Named object pointing entries
.....
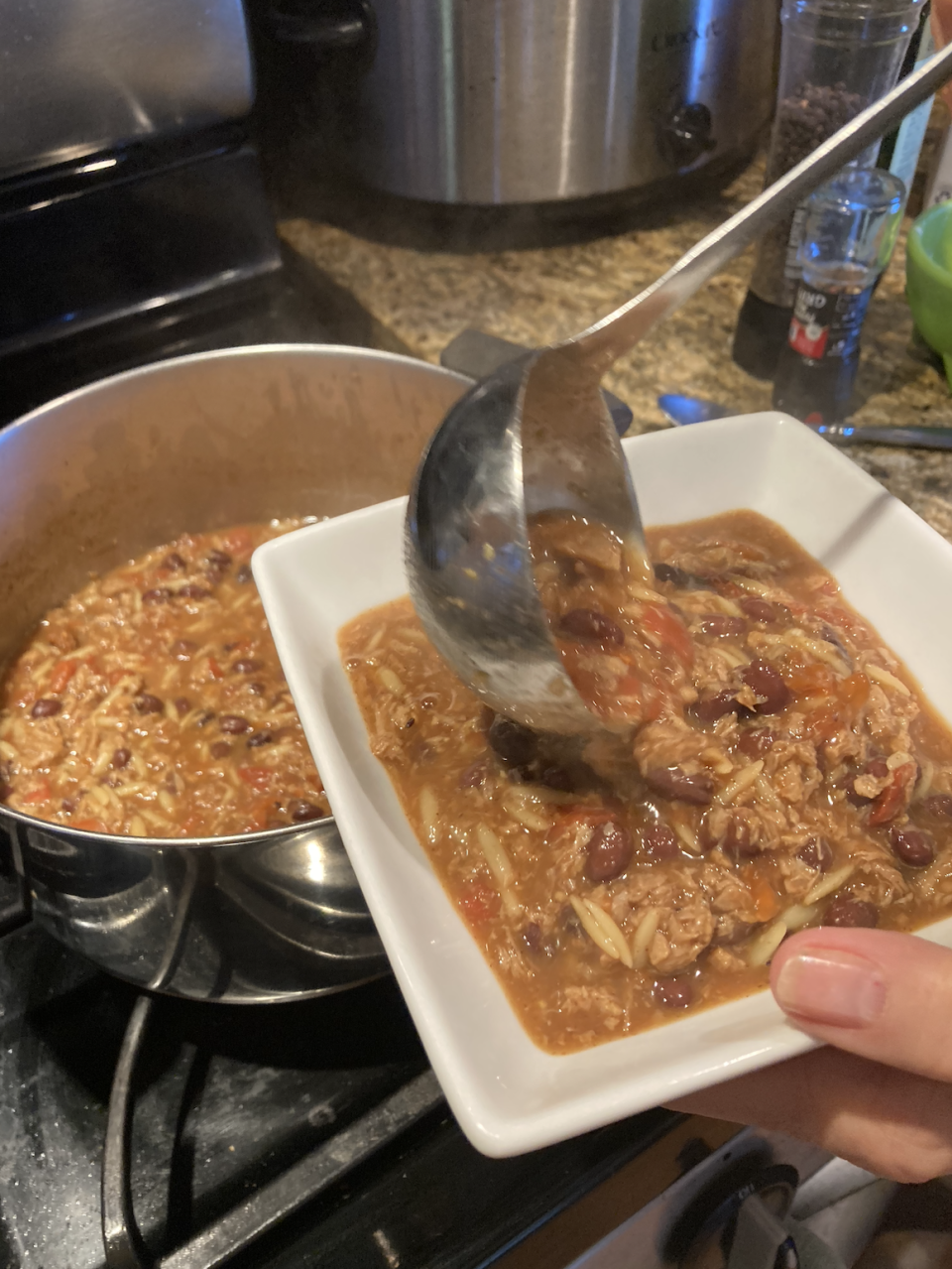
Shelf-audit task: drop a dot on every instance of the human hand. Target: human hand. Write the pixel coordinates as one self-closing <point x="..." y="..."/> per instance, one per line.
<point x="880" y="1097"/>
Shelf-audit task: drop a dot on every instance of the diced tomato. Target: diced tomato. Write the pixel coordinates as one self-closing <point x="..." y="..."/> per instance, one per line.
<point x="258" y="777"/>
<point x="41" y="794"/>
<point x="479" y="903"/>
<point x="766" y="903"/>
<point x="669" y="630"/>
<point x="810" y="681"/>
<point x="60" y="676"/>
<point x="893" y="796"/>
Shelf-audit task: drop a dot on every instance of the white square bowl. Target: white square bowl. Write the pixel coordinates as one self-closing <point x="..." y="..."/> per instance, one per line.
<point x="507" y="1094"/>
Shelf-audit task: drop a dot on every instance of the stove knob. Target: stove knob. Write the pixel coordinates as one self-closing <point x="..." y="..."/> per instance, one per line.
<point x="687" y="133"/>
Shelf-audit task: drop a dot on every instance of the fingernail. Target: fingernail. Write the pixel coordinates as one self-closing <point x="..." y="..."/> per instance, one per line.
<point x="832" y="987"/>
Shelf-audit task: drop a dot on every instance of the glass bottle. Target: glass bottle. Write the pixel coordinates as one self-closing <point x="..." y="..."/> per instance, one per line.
.....
Copy every line of the records above word for word, but leave out the pictures.

SOLUTION FOR THIS EXERCISE →
Shelf-audit task: drop a dot on every instance of the human hand. Target: human hand. Write the pixel coordinates as one self-closing <point x="..." y="..."/> per instance, one per line.
<point x="880" y="1097"/>
Shelf-audit task: drop a dot on every instance of the diced tomato. Target: diced tomato. Write the pixel coordinates as one self-closing <point x="..." y="..."/> per instance, one per line.
<point x="258" y="777"/>
<point x="41" y="794"/>
<point x="479" y="903"/>
<point x="766" y="903"/>
<point x="669" y="630"/>
<point x="810" y="681"/>
<point x="60" y="676"/>
<point x="893" y="796"/>
Shelf-audit task: drop a dot on every instance of the white square bowl. Target: white square bowl. Write the pixel coordinates as one self-closing <point x="..." y="..."/> per instance, one per line.
<point x="507" y="1094"/>
Shelf-audit task: drop a dot on every instance of the stove knob. Target: stove knob. Write the pixel coordinates as one self-closing <point x="..." y="..."/> per instance, one per line.
<point x="687" y="133"/>
Shelf-audit task: drop a dot on every instance of the fingernail. Target: fingernail. Write the pixel coordinates as one self-closing <point x="..." y="..."/> per instance, one per line.
<point x="832" y="987"/>
Shelf-audit task: drop a dot on every instance of the glass bottle. Target: glass bottle. Write the pixel coordinates as one self-closing <point x="..." y="..."/> per instance, one per line.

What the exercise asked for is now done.